▶ What needs to be done
Could you retype the whole University of Michigan article on bad habits and depression, word for word, before going on to the material?

▶ Source extract
* * * * *

Good results of bad habits? U-M research explains paradox

When people are under chronic stress, they tend to smoke, drink, use drugs and overeat to help cope with stress. These behaviors trigger a biological cascade that helps prevent depression, but they also contribute to a host of physical problems that eventually contribute to early death.

That is the claim of U-M social scientist James S. Jackson and colleagues in an article published in the May issue of the American Journal of Public Health. The theory helps explain a long-time epidemiological puzzle: why African Americans have worse physical health than whites but better psychiatric health.

“People engage in bad habits for functional reasons, not because of weak character or ignorance,” says Jackson, director of the Institute for Social Research. “Over the life course, coping strategies that are effective in ‘preserving’ the mental health of blacks may work in concert with social, economic and environmental inequalities to produce physical health disparities in middle age and later life.”

In an analysis of survey data, obtained from the same people at two points in time, Jackson and colleagues find evidence for their theory. The relationship between stressful life events and depression varies by the level of unhealthy behaviors. But the direction of that relationship is strikingly different for blacks and whites.

Controlling for the extent of stressful life events a person has experienced, unhealthy behaviors seem to protect against depression in African Americans but lead to higher levels of depression in whites.

“Many black Americans live in chronically precarious and difficult environments,” Jackson says. “These environments produce stressful living conditions, and often the most easily accessible options for addressing stress are various unhealthy behaviors. These behaviors may alleviate stress through the same mechanisms that are believed to contribute to some mental disorders — the hypothalamic-pituitary-adrenal cortical axis and related biological systems.”

Since negative health behaviors such as smoking, drinking alcohol, drug use and overeating (especially comfort foods) also have direct and debilitating effects on physical health, these behaviors — along with the difficult living conditions that give rise to them — contribute to the disparities in mortality and physical health problems between black and white populations.

* * * * *

▶ Excerpted records

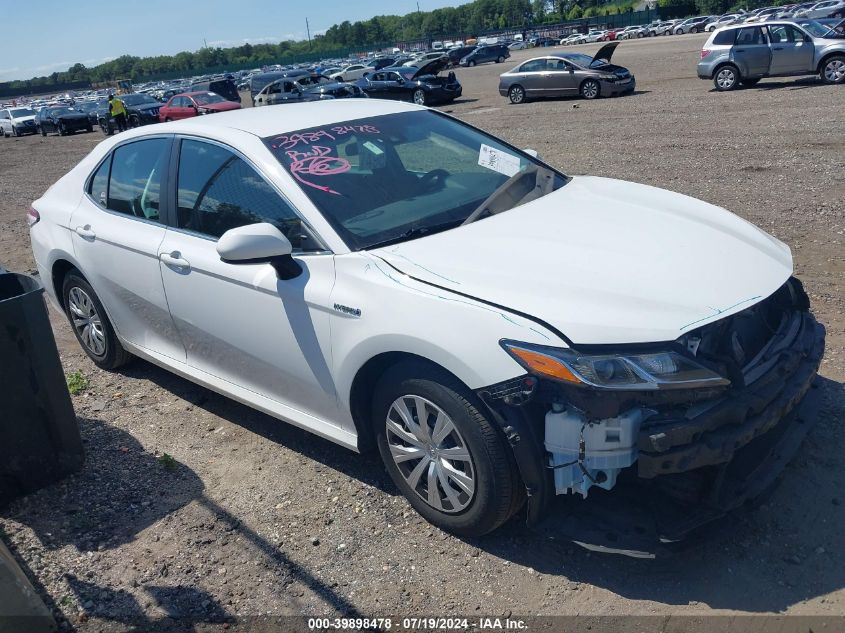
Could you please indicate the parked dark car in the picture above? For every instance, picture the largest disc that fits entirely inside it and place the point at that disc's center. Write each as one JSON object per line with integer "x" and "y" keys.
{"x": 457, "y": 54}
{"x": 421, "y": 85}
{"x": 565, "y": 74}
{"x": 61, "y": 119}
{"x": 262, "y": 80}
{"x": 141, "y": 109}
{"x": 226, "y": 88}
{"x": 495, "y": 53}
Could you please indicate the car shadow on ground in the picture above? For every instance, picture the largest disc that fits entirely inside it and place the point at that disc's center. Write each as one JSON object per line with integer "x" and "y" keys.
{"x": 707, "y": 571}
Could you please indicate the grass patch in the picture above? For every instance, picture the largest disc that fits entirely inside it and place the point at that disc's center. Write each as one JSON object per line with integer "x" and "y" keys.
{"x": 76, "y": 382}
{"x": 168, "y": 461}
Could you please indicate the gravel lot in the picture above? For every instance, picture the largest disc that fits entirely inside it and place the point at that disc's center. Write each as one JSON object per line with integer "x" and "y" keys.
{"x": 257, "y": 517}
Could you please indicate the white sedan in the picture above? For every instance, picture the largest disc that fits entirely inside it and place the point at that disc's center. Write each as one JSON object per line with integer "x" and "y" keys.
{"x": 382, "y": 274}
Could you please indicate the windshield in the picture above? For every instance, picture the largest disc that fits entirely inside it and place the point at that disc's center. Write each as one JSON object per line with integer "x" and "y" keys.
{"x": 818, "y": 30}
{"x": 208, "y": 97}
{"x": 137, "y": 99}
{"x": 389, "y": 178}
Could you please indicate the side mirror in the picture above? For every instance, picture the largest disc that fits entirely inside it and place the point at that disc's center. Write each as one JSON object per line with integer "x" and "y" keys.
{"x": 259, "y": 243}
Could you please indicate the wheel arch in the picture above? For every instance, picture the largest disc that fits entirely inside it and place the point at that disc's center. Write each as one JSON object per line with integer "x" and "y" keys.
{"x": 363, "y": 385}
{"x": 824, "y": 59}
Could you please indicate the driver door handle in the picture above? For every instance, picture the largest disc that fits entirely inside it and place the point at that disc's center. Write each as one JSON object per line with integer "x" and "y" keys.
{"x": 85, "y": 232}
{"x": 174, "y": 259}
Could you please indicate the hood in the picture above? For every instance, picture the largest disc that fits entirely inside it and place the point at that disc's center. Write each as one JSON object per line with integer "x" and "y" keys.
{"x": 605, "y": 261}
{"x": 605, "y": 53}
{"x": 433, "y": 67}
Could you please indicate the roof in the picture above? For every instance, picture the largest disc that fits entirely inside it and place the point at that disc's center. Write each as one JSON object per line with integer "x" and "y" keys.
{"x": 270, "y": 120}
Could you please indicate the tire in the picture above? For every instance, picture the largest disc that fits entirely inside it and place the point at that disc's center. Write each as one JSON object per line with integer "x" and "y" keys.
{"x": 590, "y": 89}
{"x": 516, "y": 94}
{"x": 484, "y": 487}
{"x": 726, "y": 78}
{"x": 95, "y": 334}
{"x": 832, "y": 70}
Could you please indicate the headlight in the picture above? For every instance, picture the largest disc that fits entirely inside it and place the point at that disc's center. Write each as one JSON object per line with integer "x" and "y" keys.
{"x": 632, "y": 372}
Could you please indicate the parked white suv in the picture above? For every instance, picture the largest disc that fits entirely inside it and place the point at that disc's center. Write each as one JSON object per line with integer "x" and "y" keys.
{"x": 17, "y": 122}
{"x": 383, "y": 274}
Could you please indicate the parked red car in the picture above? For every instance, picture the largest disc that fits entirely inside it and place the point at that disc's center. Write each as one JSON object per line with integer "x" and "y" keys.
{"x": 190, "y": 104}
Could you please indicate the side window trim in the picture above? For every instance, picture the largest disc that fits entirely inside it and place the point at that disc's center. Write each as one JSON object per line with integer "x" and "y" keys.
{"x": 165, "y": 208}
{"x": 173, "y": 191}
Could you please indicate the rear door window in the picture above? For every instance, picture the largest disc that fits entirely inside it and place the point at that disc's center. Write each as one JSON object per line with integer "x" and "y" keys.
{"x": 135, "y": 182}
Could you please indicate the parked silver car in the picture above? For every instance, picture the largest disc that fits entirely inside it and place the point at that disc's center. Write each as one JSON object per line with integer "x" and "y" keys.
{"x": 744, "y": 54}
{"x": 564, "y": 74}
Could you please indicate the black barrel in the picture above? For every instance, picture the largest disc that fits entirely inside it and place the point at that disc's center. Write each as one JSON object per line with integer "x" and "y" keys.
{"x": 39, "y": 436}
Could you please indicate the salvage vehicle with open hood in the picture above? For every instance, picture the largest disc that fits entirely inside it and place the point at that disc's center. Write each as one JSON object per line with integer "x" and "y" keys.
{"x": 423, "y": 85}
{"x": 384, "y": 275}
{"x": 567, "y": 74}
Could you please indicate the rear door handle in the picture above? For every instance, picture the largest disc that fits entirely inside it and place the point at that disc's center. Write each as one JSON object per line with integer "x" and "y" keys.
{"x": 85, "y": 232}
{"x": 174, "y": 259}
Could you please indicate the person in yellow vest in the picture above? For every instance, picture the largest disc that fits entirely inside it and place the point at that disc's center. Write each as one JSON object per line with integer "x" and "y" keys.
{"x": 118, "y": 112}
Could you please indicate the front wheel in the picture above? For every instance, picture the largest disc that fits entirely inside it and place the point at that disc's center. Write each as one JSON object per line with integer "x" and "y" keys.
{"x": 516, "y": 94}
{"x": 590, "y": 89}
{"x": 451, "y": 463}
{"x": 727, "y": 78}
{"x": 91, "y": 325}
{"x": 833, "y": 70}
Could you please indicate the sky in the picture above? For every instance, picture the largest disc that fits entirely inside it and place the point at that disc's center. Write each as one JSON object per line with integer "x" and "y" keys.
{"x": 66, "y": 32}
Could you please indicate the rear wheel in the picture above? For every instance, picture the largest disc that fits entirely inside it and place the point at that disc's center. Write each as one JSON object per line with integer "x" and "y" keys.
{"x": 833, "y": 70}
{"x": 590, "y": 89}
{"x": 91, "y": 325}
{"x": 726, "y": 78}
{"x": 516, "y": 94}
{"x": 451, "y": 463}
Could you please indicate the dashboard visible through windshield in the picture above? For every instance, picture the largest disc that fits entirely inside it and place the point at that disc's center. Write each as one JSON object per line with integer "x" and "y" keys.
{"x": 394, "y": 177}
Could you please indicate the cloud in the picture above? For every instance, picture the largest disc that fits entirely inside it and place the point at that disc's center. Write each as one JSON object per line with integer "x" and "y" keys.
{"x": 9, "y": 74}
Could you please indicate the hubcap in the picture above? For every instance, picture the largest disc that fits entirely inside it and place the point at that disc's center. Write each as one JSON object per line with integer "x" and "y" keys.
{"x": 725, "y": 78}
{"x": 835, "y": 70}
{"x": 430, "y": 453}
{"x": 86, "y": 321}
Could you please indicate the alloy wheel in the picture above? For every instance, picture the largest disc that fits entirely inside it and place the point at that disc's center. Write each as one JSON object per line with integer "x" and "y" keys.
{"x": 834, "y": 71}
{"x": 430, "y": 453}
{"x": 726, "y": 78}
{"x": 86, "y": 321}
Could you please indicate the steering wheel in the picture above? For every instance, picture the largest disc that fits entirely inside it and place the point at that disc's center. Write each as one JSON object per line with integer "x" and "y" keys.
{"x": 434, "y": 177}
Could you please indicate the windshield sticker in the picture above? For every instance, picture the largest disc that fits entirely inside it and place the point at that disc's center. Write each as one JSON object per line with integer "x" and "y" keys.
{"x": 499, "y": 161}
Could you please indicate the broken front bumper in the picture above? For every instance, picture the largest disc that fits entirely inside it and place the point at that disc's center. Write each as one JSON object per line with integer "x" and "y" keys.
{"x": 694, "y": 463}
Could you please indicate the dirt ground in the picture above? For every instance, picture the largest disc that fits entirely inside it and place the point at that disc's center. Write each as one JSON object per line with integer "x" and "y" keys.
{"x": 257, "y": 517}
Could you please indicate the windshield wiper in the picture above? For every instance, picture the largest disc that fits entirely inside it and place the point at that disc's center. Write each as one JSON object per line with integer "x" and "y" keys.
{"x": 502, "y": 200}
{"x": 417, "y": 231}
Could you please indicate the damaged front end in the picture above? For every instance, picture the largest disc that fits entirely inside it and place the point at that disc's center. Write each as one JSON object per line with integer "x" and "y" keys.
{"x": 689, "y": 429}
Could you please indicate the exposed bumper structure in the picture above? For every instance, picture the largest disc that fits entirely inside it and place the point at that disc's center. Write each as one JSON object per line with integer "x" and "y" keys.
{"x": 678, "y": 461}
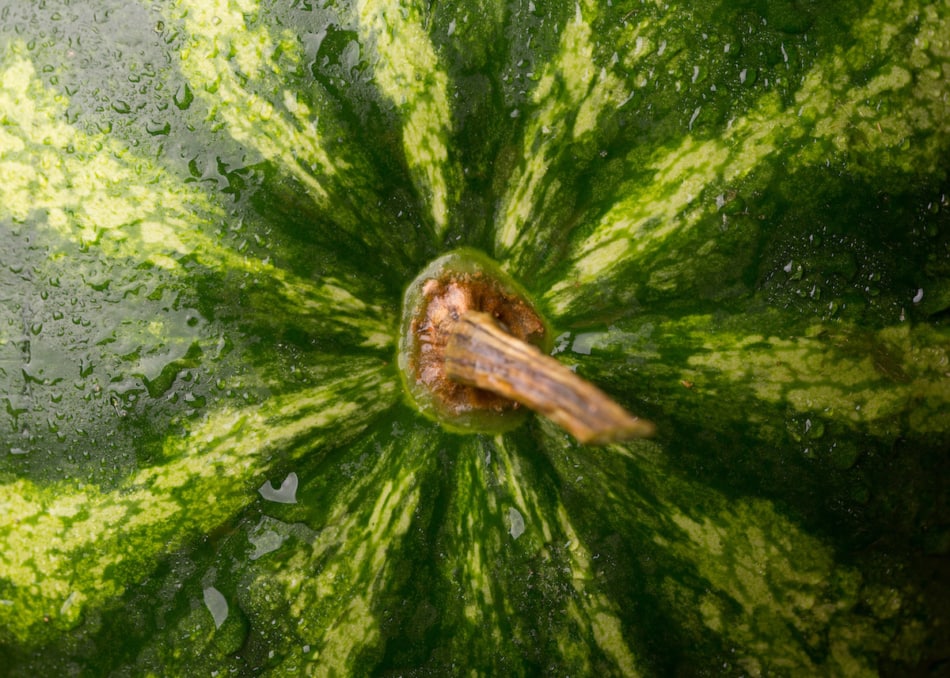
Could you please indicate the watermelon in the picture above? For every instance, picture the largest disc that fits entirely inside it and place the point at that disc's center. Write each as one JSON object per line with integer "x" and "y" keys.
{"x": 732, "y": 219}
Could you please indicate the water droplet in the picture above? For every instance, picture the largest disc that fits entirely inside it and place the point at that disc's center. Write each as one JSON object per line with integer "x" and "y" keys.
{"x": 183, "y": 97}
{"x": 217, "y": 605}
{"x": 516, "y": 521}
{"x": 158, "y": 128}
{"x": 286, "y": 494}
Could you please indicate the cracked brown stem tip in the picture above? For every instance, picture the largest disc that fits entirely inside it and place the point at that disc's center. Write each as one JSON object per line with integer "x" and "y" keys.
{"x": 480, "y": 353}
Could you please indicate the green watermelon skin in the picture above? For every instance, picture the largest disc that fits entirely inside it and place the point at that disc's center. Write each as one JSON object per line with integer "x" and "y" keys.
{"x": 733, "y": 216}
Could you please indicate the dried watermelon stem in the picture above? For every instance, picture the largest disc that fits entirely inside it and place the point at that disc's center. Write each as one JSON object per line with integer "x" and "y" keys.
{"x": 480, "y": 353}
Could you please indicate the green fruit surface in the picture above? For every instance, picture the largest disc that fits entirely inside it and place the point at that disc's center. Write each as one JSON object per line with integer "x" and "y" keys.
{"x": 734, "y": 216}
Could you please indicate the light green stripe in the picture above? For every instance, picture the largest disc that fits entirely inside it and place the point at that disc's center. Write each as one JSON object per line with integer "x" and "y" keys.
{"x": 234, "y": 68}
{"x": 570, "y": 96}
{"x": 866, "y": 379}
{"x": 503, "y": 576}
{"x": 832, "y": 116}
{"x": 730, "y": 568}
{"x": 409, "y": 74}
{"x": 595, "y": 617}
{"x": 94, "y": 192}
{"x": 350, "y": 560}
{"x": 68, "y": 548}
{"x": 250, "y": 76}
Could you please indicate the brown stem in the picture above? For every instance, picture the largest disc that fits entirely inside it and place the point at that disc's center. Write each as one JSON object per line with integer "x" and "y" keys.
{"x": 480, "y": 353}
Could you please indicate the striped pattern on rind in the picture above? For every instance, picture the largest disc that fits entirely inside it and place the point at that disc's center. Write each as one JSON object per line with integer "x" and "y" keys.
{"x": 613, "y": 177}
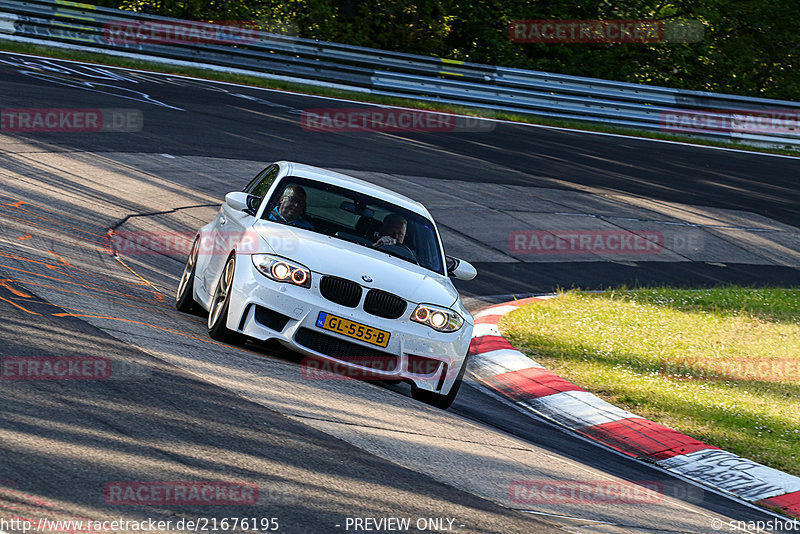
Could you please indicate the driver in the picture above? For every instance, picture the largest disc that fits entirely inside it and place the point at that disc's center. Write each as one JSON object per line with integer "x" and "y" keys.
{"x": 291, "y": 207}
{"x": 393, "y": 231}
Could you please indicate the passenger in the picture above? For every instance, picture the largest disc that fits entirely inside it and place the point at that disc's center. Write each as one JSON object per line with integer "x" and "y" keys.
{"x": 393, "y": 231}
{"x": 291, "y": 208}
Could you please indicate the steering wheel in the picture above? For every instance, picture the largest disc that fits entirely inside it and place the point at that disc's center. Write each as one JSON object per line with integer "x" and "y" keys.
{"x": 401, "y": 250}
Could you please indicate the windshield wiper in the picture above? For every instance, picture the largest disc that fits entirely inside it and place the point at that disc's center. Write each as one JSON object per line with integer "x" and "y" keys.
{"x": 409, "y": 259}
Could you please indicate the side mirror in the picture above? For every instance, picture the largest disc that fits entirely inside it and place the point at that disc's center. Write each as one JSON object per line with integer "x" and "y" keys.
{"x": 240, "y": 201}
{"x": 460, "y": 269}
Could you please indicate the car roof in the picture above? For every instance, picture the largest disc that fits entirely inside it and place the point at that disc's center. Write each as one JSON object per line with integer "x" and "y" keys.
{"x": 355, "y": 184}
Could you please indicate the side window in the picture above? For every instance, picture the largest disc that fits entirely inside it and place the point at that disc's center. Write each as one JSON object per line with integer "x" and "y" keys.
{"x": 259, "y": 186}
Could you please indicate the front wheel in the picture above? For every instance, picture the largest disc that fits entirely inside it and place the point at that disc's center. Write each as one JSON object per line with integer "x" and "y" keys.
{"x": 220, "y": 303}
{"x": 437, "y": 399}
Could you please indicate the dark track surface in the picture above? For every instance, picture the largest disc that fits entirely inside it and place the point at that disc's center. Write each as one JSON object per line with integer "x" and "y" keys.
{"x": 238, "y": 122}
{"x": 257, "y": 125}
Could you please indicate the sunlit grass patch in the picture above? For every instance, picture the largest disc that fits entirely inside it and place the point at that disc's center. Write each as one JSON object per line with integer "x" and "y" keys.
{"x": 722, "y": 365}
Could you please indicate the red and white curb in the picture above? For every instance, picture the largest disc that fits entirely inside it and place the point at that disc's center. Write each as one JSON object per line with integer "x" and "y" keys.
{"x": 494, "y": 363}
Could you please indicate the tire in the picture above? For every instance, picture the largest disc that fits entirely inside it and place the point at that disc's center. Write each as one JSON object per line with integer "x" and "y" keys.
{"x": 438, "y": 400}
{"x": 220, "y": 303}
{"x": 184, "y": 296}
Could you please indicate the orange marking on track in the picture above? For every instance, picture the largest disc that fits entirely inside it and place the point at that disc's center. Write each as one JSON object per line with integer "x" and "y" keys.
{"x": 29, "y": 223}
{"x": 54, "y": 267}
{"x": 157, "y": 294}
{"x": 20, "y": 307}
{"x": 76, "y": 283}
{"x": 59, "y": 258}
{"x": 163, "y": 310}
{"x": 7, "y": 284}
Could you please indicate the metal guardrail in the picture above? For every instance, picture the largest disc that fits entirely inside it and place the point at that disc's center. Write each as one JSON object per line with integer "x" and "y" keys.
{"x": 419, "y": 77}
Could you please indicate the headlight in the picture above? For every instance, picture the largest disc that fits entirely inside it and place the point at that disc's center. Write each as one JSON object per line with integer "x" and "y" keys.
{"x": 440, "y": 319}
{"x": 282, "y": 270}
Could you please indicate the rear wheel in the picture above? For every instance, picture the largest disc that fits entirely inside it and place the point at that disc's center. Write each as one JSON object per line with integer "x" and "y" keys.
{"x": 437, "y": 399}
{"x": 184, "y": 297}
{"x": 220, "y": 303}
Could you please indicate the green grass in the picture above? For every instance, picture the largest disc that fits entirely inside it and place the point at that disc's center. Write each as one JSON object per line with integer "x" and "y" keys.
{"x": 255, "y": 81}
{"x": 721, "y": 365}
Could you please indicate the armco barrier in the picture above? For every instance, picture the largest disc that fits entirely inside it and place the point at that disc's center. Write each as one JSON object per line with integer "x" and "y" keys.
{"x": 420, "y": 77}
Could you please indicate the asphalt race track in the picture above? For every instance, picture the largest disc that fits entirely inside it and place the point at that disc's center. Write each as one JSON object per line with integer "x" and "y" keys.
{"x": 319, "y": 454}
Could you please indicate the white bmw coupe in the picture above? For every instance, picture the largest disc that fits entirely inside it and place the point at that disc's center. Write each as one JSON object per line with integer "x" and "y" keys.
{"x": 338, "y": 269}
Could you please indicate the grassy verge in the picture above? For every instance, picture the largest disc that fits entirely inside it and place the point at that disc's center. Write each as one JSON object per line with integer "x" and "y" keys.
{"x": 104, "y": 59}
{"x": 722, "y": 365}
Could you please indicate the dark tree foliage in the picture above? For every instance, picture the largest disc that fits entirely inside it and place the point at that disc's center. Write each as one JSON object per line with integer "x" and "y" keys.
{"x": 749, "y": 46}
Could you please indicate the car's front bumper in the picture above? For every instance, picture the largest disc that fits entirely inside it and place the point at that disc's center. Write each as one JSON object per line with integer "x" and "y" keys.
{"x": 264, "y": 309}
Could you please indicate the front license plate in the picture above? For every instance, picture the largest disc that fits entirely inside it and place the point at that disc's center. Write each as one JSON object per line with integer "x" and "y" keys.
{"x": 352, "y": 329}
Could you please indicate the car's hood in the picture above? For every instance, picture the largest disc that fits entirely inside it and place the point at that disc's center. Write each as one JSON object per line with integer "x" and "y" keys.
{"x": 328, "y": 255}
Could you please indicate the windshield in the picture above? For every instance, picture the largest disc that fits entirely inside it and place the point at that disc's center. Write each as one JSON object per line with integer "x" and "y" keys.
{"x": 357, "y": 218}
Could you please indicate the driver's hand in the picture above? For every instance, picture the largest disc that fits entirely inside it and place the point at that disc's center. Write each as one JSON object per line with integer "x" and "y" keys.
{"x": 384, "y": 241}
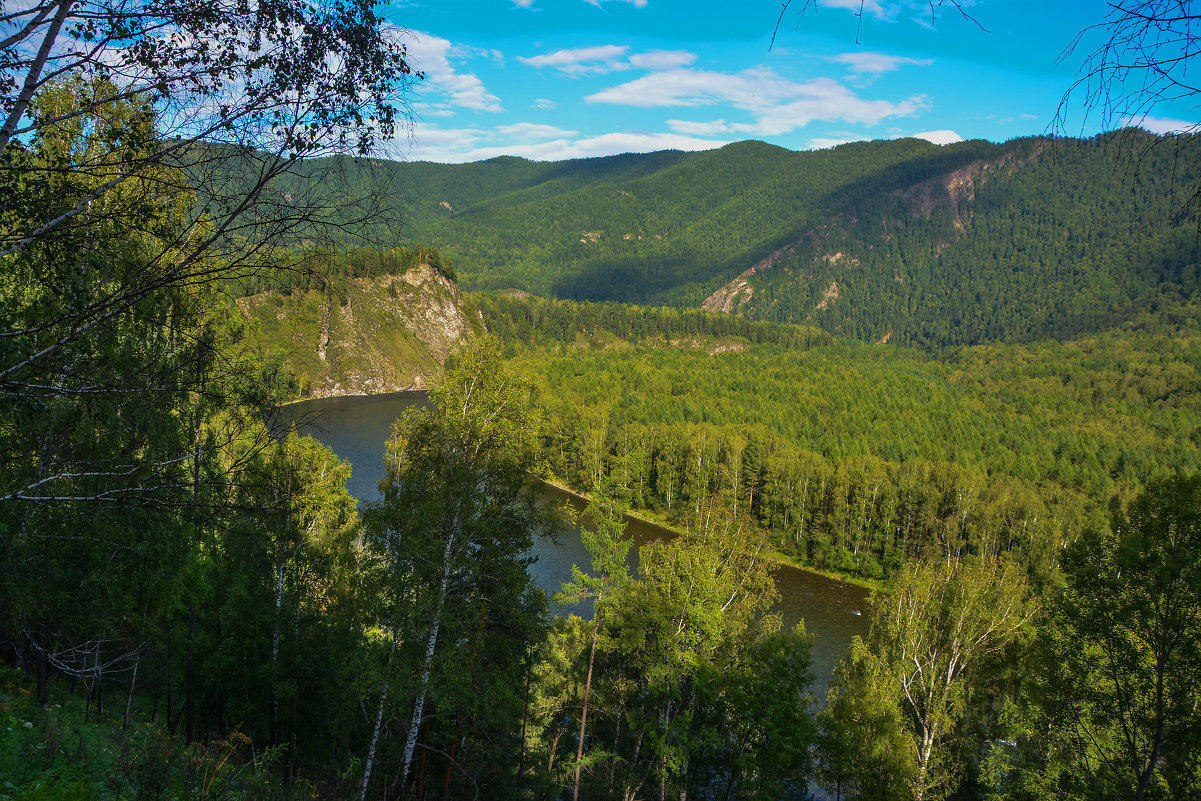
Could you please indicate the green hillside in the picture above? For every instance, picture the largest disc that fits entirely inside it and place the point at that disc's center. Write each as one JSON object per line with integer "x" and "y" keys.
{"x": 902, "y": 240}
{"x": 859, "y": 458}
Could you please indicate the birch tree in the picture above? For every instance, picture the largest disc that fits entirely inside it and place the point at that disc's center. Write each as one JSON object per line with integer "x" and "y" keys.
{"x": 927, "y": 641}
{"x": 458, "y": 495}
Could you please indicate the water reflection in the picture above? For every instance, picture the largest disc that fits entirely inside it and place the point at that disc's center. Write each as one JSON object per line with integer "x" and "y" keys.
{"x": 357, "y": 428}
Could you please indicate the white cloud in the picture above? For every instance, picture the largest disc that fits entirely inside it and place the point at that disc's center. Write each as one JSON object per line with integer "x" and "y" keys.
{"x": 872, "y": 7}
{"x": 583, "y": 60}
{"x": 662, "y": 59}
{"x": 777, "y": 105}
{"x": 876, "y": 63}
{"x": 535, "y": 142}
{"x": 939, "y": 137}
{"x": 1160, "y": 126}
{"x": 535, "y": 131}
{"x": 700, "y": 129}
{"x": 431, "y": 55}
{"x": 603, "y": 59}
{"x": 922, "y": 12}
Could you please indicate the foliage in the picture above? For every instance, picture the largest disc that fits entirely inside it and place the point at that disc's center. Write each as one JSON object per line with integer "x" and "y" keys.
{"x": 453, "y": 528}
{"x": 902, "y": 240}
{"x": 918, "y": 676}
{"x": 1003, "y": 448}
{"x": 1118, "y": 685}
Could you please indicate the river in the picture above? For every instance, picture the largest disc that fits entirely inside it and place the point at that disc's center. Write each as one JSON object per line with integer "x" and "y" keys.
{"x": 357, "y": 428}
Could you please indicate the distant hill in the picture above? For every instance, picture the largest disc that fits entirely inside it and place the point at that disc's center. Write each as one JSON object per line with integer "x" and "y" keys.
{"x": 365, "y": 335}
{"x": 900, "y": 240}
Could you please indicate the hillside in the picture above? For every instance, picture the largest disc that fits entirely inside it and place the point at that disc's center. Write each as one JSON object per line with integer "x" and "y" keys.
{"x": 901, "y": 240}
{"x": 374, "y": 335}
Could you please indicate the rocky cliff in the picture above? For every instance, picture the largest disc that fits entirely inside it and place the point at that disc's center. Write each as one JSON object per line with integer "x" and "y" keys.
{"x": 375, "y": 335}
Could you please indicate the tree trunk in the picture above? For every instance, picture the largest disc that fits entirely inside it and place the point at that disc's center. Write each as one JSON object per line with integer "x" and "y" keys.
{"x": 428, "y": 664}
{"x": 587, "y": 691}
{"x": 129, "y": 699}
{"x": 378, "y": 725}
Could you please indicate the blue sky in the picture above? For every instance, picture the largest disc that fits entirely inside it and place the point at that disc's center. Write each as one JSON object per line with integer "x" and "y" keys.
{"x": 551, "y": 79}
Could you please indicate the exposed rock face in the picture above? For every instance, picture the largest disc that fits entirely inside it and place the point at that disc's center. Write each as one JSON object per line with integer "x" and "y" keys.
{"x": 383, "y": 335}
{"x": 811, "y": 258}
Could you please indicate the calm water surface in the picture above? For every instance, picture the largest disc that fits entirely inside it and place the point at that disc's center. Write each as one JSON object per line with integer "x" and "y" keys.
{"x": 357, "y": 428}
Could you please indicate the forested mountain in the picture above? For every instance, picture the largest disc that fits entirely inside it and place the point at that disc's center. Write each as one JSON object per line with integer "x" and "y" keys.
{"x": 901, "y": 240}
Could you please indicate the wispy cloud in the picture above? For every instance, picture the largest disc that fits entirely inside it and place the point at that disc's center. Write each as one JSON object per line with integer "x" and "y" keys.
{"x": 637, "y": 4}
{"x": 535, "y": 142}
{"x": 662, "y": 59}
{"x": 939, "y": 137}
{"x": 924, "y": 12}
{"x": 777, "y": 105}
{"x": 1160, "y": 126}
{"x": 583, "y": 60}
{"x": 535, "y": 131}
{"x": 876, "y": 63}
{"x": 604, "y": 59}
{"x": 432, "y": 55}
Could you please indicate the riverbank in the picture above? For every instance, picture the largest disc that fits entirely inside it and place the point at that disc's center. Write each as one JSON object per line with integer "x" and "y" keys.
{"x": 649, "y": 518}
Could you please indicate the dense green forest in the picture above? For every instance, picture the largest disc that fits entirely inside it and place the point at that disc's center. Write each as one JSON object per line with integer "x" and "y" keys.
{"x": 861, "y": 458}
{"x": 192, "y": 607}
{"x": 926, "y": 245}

* * * * *

▶ Output below
Good results of bad habits? U-M research explains paradox

When people are under chronic stress, they tend to smoke, drink, use drugs and overeat to help cope with stress. These behaviors trigger a biological cascade that helps prevent depression, but they also contribute to a host of physical problems that eventually contribute to early death.

That is the claim of U-M social scientist James S. Jackson and colleagues in an article published in the May issue of the American Journal of Public Health. The theory helps explain a long-time epidemiological puzzle: why African Americans have worse physical health than whites but better psychiatric health.

“People engage in bad habits for functional reasons, not because of weak character or ignorance,” says Jackson, director of the Institute for Social Research. “Over the life course, coping strategies that are effective in ‘preserving’ the mental health of blacks may work in concert with social, economic and environmental inequalities to produce physical health disparities in middle age and later life.”

In an analysis of survey data, obtained from the same people at two points in time, Jackson and colleagues find evidence for their theory. The relationship between stressful life events and depression varies by the level of unhealthy behaviors. But the direction of that relationship is strikingly different for blacks and whites.

Controlling for the extent of stressful life events a person has experienced, unhealthy behaviors seem to protect against depression in African Americans but lead to higher levels of depression in whites.

“Many black Americans live in chronically precarious and difficult environments,” Jackson says. “These environments produce stressful living conditions, and often the most easily accessible options for addressing stress are various unhealthy behaviors. These behaviors may alleviate stress through the same mechanisms that are believed to contribute to some mental disorders — the hypothalamic-pituitary-adrenal cortical axis and related biological systems.”

Since negative health behaviors such as smoking, drinking alcohol, drug use and overeating (especially comfort foods) also have direct and debilitating effects on physical health, these behaviors — along with the difficult living conditions that give rise to them — contribute to the disparities in mortality and physical health problems between black and white populations.